— Directions for this task —
Extract every line below, verbatim.

== == ==

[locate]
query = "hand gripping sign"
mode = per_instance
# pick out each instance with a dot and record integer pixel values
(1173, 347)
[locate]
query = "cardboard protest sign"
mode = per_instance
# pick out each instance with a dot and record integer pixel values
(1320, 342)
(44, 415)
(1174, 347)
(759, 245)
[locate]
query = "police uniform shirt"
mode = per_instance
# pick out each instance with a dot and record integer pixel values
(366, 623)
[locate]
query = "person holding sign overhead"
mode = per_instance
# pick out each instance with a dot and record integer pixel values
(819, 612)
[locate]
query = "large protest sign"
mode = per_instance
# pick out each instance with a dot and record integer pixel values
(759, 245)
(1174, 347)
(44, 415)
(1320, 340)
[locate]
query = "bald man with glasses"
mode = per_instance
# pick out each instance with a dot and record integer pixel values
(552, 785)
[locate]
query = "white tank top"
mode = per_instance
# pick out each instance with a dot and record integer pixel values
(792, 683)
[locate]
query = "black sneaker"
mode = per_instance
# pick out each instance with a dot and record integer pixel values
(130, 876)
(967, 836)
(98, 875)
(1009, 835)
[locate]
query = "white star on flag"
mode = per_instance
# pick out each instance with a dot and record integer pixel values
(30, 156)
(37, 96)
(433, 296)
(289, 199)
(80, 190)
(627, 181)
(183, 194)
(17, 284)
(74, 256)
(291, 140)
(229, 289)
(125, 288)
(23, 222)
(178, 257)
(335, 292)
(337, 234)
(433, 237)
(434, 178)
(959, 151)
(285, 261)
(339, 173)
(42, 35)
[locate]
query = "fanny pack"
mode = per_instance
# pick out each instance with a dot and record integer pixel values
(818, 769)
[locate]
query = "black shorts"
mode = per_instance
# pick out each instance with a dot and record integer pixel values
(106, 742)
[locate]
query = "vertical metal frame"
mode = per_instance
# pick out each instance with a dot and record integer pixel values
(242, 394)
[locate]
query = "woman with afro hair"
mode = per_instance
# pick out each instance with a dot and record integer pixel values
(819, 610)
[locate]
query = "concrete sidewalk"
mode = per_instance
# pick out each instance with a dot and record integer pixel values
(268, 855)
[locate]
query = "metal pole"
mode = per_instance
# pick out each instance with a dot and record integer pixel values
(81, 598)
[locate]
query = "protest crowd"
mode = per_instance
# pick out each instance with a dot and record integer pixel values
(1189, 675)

== == ==

— Solved exercise —
[locate]
query = "hand gripping sign"
mode = per_instance
# pick out each instance with a dot and record integer pixel values
(1173, 347)
[locate]
query = "cardboard protest sign"
mode = per_instance
# pick out each instance with a dot and record integer pixel values
(1320, 342)
(44, 415)
(1174, 347)
(759, 245)
[locate]
query = "police uniform shirt"
mode = per_instance
# pick out each instance with a dot and record integer pixel values
(366, 623)
[locate]
query = "person holding sign overhead"
mode = per_instance
# pick out each instance with a dot and record integer pixel values
(819, 612)
[locate]
query = "large protest sign"
mode = per_instance
# pick out each instance with a dot and record integer pixel values
(759, 245)
(1174, 347)
(44, 415)
(1320, 340)
[locate]
query = "bald man with glasses"
mode = per_instance
# pick out each instance with a dot and record integer pixel values
(552, 785)
[locate]
query = "white tank top"
mode = per_instance
# pick out each instance with a dot and record integer pixel values
(792, 683)
[locate]
query = "black sneaker"
mode = per_instance
# pick out each instance with a dot and record integer pixel values
(130, 876)
(967, 836)
(98, 875)
(1009, 835)
[locate]
query = "white star on flag"
mode = per_instance
# pick out each instance with a dot and record integer pixel values
(30, 156)
(37, 96)
(433, 296)
(289, 199)
(80, 190)
(627, 181)
(183, 194)
(17, 284)
(74, 256)
(291, 140)
(229, 289)
(125, 288)
(23, 222)
(178, 257)
(335, 292)
(337, 234)
(433, 237)
(434, 178)
(959, 151)
(285, 261)
(339, 173)
(42, 35)
[locate]
query = "fanny pack"
mode = per_instance
# pick out each instance with a dot and record integer pixel values
(818, 769)
[locate]
query = "black shorts"
mode = per_instance
# pick out each instance with a dot and record integer pixel values
(106, 742)
[locate]
query = "vertical metal frame"
mode = per_instance
# pick out each instance with a dot and record integer pixel values
(242, 394)
[locate]
query = "woman with afro hair"
mode = per_instance
# pick out each instance with a dot and record integer pixel values
(819, 610)
[locate]
query = "concrete sidewalk"
mode = per_instance
# pick out each instance with a dot and record integer pixel values
(268, 855)
[locate]
query = "metal pole"
mode = per_instance
# pick out each instance with a dot and record integer pixel values
(81, 598)
[locate]
query = "protest crowd"
mode = per_instance
# pick out each instance with a dot and record integer pixel values
(1189, 675)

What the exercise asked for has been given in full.